[[ AVAILABLE DATA open ]]

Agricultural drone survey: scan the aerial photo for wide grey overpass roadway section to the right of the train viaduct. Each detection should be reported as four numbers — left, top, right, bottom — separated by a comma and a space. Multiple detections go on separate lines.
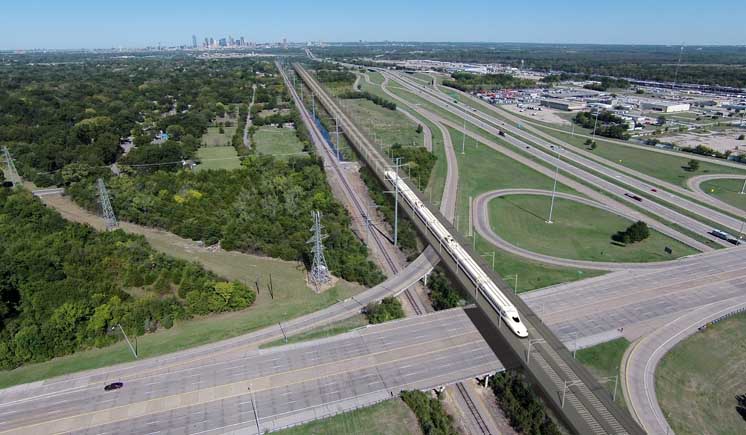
522, 248, 746, 347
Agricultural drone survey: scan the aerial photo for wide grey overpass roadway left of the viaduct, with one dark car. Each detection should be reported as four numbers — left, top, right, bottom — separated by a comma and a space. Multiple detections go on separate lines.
0, 309, 501, 434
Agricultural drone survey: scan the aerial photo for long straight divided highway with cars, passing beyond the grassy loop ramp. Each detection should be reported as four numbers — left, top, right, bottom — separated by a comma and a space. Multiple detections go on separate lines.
388, 73, 740, 246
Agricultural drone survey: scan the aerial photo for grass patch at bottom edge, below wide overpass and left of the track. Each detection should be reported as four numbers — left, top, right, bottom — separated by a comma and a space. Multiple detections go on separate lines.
274, 399, 422, 435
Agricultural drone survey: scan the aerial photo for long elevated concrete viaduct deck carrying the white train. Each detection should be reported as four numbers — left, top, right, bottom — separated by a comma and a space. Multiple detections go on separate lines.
294, 64, 644, 435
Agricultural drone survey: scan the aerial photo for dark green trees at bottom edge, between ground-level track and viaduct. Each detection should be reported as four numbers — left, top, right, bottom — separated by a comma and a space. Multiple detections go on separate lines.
490, 371, 561, 435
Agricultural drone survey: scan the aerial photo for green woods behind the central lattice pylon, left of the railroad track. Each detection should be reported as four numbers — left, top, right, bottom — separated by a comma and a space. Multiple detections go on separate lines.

[[ AVAILABLE DATA closed ]]

§ **WORK INSTRUCTIONS**
Only the lines from the one with "for long elevated" through the last line of the records belong in the answer, each copied exactly.

§ **SOLUTION TO THIS EXERCISE**
Agricultural drone survey: scan the aerial photo for long elevated concrete viaduct deck carrying the white train. Each detection should be reported as four numbers — left, top, right, bottom — separated by a comma and a space. Multiple detections go on separate lines.
294, 64, 644, 435
Agricultural drone survey: scan the aerial photo for dark green trees at bottom edge, between ground-level track and viaduct. Each detection should be reported as four numbers — left, top, right, bottom — separated by a comma and a space. Multiple detections go on separate lines.
490, 371, 561, 435
Agricultural drone survey: scan the aerial photo for green woods behind the central lattice pylon, left of the railroad track. Each detection should be reported as four numbers — left, top, right, bottom — separated by a comma and a space. Multiple detections go on separate lines.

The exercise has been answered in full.